## Exercise brief
Whenever a line carries the word "below", pull it out of the entries.

[Collection entries]
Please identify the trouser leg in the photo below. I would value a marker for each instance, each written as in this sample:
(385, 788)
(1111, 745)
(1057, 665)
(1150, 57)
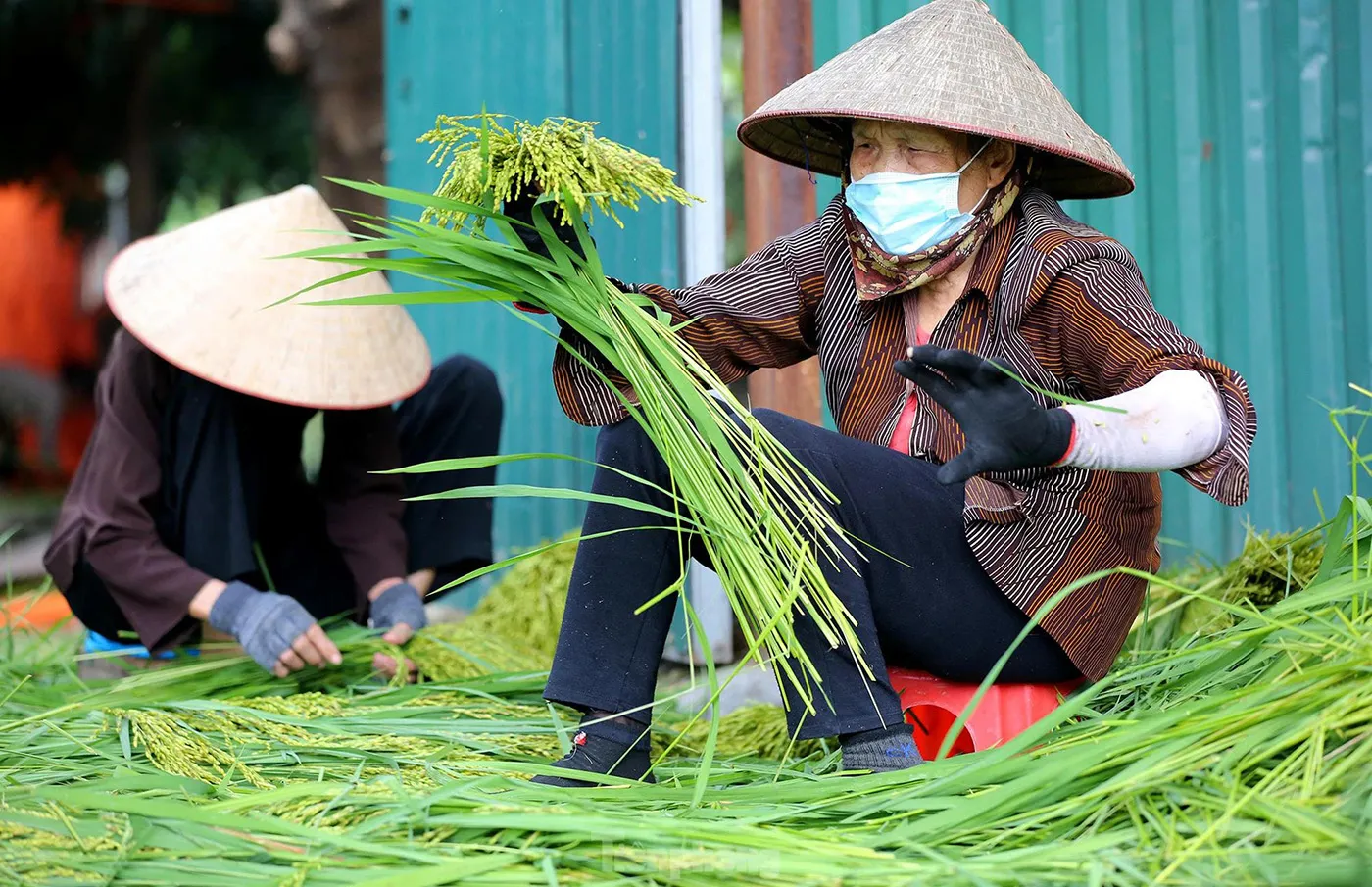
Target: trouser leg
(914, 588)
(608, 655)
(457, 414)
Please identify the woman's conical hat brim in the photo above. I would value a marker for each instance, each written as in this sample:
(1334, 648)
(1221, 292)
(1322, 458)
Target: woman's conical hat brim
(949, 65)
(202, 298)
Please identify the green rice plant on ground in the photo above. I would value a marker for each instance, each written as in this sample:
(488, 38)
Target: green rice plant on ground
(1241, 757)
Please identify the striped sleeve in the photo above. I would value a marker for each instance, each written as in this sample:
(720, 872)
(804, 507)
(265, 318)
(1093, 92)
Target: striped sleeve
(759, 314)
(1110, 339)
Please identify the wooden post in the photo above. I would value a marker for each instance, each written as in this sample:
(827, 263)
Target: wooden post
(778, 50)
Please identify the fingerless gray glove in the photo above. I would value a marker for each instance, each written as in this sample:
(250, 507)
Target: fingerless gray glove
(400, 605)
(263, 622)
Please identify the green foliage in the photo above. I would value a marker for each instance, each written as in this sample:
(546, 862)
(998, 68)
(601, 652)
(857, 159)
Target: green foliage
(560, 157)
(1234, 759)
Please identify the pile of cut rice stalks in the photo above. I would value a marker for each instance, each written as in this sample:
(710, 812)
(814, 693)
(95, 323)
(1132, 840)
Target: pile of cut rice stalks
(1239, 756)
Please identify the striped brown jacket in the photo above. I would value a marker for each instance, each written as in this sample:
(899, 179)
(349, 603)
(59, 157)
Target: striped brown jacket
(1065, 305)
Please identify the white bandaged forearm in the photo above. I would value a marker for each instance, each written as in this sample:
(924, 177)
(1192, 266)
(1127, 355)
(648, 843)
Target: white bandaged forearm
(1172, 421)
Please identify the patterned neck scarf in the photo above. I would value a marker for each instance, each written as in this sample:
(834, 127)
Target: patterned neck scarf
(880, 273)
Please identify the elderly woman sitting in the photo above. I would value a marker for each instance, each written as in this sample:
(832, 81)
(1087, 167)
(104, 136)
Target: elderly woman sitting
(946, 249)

==

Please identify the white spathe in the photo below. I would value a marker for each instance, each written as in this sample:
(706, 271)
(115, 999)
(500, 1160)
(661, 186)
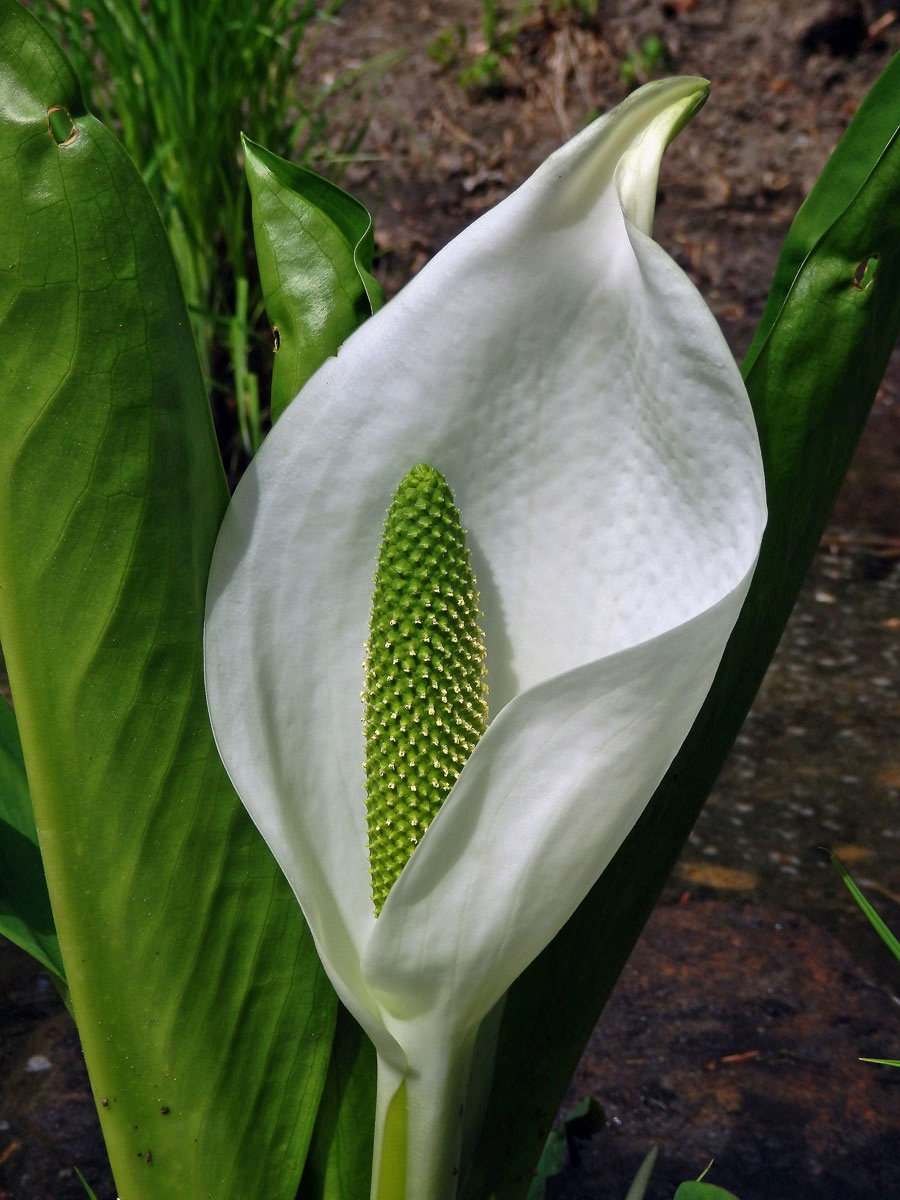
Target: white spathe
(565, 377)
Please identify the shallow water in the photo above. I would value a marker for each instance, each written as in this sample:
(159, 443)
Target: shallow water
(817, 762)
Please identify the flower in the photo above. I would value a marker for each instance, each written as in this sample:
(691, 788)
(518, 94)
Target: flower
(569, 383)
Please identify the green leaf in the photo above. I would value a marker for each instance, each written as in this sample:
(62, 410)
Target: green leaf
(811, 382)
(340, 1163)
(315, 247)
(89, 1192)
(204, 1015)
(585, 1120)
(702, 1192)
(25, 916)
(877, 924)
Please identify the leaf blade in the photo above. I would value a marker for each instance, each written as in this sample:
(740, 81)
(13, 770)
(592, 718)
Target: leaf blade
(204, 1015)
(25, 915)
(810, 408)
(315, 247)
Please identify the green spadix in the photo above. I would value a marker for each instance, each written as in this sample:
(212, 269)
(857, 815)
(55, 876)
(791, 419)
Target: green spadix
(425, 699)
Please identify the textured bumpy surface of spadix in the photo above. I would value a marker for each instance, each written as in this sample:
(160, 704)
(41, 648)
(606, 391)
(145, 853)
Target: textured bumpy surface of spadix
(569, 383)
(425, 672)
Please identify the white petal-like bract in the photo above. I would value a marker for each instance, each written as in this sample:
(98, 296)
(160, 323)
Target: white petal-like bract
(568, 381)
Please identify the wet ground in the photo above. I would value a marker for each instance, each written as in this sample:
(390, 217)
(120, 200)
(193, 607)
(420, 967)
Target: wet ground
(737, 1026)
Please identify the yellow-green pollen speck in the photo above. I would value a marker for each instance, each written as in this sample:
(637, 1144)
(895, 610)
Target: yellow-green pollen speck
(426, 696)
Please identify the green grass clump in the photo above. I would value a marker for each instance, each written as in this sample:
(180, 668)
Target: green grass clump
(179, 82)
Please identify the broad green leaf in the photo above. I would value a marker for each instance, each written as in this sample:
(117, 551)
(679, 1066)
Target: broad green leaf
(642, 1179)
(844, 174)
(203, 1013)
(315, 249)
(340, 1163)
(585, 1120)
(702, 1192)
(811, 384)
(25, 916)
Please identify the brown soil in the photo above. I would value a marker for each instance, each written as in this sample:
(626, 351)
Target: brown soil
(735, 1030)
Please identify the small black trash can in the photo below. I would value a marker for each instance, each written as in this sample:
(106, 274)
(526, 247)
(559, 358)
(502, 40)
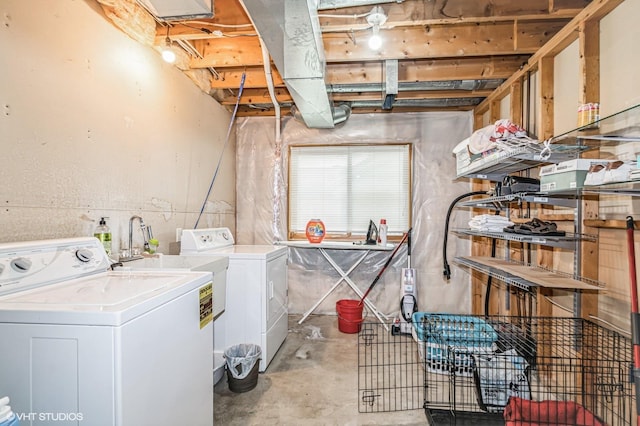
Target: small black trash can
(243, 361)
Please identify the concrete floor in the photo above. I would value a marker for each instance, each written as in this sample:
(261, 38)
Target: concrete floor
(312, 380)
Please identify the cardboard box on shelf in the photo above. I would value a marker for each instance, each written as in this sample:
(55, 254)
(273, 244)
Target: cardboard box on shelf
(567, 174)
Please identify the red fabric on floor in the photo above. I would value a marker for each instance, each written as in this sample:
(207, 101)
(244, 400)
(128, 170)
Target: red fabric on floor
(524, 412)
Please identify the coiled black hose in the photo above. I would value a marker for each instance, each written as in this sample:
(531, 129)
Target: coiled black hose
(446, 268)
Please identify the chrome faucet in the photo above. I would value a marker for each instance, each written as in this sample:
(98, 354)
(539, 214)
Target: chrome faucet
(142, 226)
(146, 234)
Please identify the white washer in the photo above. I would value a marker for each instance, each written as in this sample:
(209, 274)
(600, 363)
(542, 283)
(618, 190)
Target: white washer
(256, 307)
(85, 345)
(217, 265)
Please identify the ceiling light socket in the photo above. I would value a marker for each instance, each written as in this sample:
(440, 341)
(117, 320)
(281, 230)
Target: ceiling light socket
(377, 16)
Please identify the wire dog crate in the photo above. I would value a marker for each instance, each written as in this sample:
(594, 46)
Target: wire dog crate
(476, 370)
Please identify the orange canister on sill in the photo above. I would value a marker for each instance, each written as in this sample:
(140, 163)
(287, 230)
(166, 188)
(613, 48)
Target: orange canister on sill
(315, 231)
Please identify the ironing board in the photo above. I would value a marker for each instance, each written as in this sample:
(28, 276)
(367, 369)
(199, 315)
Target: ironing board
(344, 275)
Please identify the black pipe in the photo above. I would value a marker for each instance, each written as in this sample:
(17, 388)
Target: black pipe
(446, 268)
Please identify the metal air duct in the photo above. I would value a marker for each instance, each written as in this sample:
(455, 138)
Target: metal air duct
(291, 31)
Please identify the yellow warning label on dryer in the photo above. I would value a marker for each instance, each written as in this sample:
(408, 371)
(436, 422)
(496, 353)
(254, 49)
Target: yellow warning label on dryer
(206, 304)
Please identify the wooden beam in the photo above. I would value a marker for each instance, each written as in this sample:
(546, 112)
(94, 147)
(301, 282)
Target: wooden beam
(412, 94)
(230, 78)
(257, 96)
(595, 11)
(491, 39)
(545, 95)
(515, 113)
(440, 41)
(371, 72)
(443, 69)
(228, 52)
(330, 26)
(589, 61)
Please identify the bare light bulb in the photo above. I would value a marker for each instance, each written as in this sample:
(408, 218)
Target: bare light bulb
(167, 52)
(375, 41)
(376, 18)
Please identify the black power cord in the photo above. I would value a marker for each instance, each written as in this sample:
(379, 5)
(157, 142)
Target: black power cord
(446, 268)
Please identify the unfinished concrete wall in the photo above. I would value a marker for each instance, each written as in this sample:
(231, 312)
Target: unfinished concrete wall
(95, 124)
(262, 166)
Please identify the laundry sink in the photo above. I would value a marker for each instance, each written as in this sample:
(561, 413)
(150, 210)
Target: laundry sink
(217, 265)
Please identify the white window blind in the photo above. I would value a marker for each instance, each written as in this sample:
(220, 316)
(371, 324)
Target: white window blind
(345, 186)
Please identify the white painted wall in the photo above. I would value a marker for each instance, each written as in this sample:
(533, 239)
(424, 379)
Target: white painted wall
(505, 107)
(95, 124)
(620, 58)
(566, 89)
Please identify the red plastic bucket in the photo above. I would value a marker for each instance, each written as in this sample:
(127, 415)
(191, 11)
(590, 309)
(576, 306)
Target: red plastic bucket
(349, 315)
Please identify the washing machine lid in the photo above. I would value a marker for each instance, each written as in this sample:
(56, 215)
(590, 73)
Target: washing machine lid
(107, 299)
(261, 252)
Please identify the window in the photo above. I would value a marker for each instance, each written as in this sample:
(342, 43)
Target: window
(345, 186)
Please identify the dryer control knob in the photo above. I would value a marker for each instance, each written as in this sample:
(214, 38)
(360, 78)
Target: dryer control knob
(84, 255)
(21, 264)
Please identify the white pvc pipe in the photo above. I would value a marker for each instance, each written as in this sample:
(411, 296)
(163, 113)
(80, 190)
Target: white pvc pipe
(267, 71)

## Solution to this exercise
Please identify the trouser leg in the photo below. I would value a marker for each instance, each written as in this sample:
Please identify the white spathe in the photo below. I would value a marker for each instance, each written as in this sample:
Please identify the small black trash can in the photo below. I would value a marker for each instance, each written as in this sample:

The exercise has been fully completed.